Informe todas as linhas abaixo em que aparece a palavra "chest", copiando cada uma por inteiro. Maiúsculas e minúsculas devem ser diferenciadas.

═══ Linhas de dados ═══

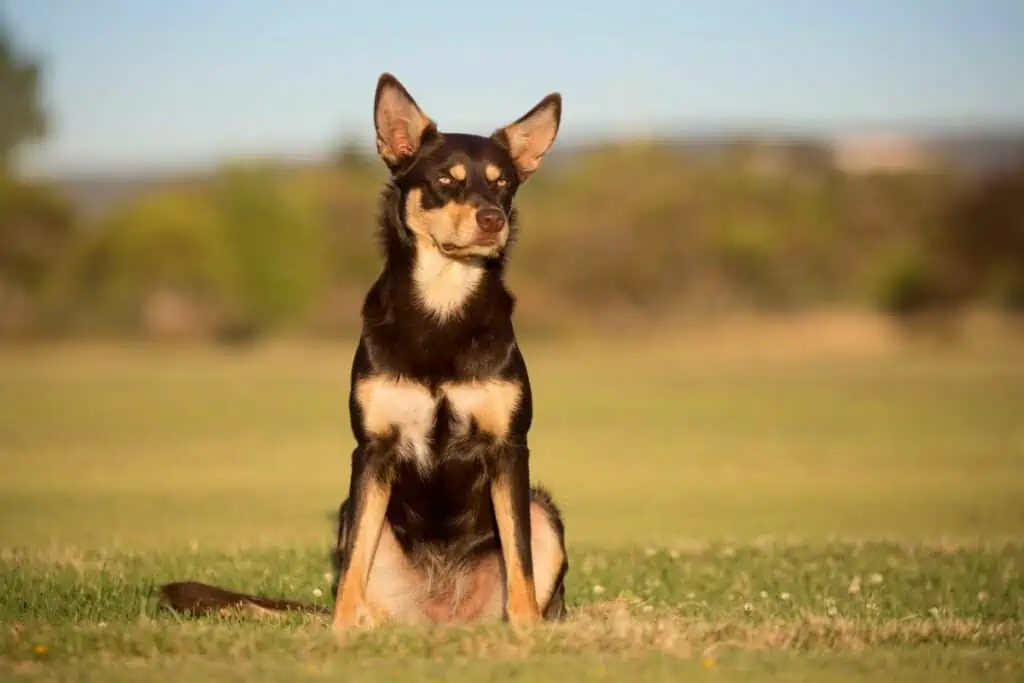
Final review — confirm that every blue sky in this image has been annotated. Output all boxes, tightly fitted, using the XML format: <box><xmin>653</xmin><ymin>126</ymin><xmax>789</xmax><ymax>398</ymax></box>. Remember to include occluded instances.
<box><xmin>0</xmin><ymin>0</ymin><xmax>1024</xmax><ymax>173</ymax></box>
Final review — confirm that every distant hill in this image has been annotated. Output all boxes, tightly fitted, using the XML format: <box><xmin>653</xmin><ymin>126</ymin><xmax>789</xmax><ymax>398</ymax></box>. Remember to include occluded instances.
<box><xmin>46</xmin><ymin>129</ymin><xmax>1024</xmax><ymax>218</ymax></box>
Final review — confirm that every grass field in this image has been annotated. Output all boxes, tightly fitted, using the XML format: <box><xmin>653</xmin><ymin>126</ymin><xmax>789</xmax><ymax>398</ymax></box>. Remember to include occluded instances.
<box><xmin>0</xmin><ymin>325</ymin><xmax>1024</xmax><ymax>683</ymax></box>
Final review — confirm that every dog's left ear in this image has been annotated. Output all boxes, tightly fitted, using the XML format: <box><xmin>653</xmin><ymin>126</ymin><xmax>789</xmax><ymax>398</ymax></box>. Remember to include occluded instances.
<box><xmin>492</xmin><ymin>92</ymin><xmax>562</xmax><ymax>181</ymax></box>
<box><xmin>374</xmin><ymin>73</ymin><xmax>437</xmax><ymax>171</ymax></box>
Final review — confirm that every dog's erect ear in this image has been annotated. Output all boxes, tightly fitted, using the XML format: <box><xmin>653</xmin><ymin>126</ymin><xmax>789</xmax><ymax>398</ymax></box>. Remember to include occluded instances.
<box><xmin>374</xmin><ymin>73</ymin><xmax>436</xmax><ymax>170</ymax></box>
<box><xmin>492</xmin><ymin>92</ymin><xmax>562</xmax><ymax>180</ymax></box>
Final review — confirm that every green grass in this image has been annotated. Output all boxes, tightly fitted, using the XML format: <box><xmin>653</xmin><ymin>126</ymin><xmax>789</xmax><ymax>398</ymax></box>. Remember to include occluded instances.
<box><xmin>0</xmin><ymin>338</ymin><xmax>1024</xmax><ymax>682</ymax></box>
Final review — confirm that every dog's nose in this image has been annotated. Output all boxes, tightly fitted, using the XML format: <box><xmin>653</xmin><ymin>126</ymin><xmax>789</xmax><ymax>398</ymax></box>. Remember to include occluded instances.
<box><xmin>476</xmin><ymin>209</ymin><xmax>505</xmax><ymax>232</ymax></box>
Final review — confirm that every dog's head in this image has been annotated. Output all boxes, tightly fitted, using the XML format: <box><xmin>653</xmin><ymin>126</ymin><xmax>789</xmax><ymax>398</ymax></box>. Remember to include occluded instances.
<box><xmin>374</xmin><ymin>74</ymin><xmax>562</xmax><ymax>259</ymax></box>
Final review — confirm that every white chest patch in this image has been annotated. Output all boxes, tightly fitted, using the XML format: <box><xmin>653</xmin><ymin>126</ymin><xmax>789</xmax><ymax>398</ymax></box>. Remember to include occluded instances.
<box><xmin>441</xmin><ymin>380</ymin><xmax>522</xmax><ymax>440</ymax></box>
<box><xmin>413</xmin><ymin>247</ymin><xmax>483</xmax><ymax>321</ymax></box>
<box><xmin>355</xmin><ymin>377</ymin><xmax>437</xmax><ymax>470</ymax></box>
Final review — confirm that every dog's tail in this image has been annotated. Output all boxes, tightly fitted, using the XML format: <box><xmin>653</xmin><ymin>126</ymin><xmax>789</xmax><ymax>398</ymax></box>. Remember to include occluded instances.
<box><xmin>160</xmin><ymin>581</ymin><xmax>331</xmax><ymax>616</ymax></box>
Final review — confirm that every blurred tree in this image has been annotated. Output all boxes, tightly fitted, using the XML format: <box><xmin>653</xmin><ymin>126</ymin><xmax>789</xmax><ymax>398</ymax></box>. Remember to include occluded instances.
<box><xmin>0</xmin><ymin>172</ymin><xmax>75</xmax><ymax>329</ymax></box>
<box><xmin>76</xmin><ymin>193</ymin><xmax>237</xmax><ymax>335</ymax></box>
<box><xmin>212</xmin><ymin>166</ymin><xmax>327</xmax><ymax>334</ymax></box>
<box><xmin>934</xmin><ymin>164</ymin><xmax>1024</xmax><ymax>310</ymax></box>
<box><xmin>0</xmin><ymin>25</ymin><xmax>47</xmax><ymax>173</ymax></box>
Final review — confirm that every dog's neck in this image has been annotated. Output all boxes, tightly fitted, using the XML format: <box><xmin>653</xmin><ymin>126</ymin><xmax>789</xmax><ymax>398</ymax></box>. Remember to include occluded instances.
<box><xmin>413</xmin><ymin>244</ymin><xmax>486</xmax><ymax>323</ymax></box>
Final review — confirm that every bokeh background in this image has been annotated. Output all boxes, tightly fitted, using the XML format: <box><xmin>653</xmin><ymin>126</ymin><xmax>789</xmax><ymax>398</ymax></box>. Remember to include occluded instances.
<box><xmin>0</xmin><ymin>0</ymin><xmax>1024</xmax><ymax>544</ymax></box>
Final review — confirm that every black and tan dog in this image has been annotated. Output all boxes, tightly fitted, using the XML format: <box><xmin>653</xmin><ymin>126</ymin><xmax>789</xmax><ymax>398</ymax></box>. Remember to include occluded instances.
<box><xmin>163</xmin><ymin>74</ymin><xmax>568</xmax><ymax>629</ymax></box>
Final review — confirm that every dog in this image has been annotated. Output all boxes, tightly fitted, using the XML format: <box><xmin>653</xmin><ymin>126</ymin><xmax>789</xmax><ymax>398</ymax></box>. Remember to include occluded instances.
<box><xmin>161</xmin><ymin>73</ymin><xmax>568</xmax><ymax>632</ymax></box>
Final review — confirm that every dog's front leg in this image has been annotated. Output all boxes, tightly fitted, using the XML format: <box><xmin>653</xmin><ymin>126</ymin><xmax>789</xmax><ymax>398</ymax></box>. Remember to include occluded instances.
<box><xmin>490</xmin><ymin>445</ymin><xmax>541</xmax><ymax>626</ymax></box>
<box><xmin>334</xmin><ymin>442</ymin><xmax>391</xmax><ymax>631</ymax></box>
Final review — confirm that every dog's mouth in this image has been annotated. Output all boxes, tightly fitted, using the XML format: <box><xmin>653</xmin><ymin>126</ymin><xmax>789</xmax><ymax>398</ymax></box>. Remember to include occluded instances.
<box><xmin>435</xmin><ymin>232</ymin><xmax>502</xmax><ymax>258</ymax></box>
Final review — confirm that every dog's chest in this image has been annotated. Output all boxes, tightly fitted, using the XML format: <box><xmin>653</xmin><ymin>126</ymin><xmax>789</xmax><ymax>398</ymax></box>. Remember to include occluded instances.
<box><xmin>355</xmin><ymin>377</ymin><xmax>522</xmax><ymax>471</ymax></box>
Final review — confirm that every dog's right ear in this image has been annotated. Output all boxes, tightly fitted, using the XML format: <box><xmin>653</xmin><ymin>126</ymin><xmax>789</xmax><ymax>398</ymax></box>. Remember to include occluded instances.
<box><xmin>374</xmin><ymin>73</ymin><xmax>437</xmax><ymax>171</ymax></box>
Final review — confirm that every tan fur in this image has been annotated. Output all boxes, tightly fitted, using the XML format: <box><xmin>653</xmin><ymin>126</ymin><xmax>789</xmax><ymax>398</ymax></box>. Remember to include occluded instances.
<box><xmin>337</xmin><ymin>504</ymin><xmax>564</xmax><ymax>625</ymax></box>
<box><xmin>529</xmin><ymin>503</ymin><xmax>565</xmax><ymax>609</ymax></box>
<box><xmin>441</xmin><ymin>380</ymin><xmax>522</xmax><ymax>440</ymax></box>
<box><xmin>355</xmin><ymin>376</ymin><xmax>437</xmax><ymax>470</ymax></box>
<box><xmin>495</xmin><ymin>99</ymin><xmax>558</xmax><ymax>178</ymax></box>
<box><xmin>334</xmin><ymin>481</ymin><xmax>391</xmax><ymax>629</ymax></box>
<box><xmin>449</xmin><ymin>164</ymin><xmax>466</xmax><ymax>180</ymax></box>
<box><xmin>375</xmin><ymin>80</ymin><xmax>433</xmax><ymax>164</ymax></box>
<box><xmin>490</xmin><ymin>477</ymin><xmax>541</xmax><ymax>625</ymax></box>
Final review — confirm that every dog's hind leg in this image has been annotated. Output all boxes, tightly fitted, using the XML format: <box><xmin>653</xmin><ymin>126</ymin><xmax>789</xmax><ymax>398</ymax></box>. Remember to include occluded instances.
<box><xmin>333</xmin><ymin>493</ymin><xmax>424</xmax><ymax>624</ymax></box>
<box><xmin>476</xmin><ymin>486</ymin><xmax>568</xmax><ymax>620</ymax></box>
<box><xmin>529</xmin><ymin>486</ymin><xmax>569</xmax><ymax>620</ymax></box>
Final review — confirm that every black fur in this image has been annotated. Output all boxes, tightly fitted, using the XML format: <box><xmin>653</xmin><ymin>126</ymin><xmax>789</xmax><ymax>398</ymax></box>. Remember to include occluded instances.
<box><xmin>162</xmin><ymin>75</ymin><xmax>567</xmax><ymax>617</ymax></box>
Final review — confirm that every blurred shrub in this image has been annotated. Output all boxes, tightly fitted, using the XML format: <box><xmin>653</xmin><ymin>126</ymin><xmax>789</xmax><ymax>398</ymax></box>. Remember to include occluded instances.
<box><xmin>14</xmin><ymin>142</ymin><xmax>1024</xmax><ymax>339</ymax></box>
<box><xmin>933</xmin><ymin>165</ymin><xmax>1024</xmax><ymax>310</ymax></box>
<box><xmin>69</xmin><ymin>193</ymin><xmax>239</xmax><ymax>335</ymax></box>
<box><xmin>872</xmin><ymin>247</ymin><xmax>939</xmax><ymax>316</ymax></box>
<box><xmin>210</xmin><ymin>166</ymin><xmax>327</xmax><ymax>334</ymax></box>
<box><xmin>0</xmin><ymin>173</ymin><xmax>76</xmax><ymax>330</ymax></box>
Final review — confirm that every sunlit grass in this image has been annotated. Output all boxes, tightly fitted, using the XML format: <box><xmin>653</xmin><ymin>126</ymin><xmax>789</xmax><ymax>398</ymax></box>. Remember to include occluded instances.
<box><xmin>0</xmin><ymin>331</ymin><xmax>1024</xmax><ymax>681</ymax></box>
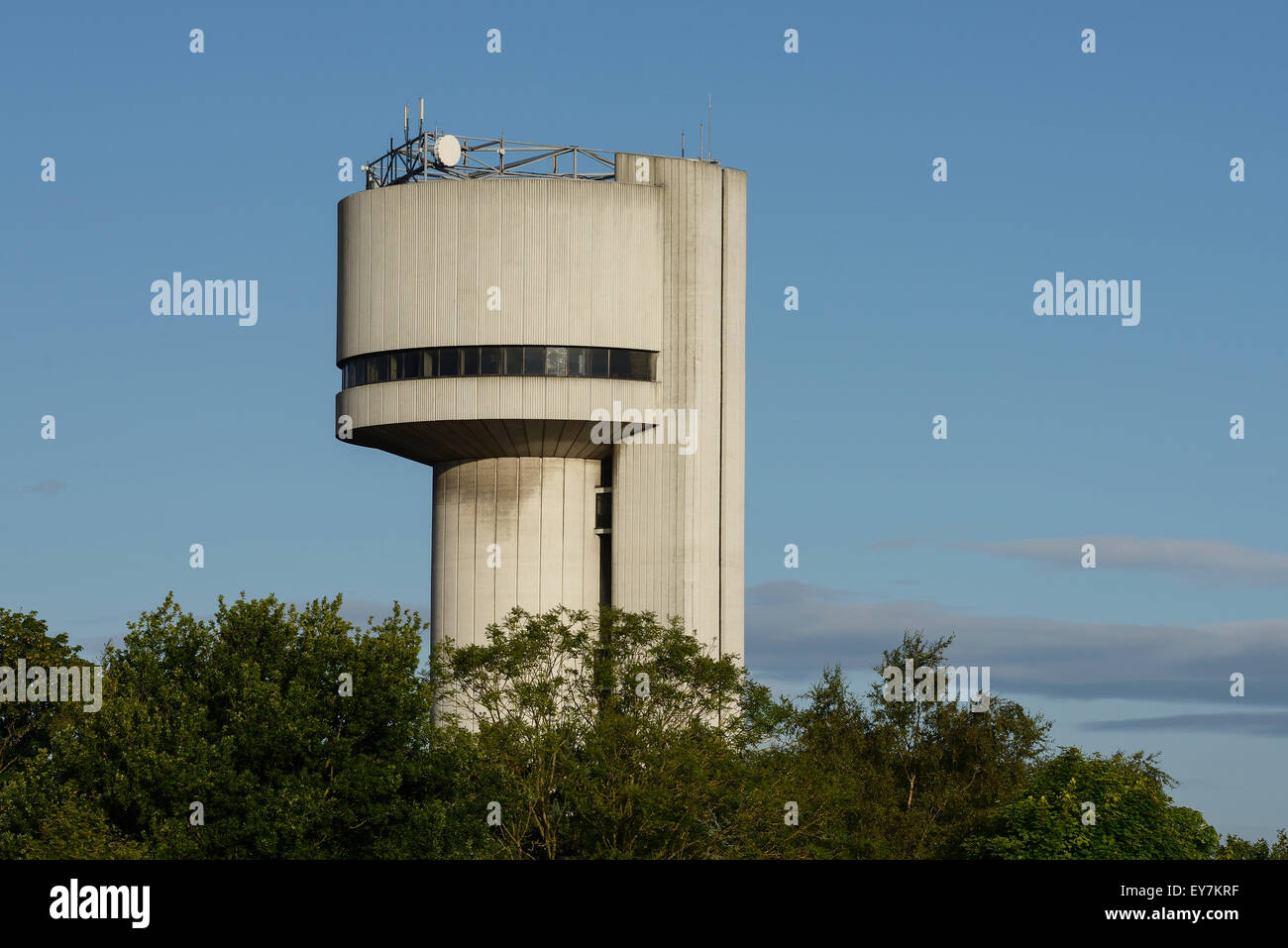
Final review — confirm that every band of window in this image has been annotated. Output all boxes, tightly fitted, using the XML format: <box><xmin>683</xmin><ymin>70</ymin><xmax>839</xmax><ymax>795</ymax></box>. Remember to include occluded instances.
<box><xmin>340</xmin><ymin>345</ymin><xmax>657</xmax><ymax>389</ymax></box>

═══

Resposta esperada:
Final review — confirm that every white chest patch in this image has been annotated. Output all boxes, tightly fitted, using the XML format: <box><xmin>653</xmin><ymin>126</ymin><xmax>789</xmax><ymax>398</ymax></box>. Remember to include occluded instances.
Final review — confirm that every dog's chest in this image has been annotated. Output all boxes, tightly fitted, using the XML format: <box><xmin>653</xmin><ymin>126</ymin><xmax>789</xmax><ymax>398</ymax></box>. Remember to include occluded instances.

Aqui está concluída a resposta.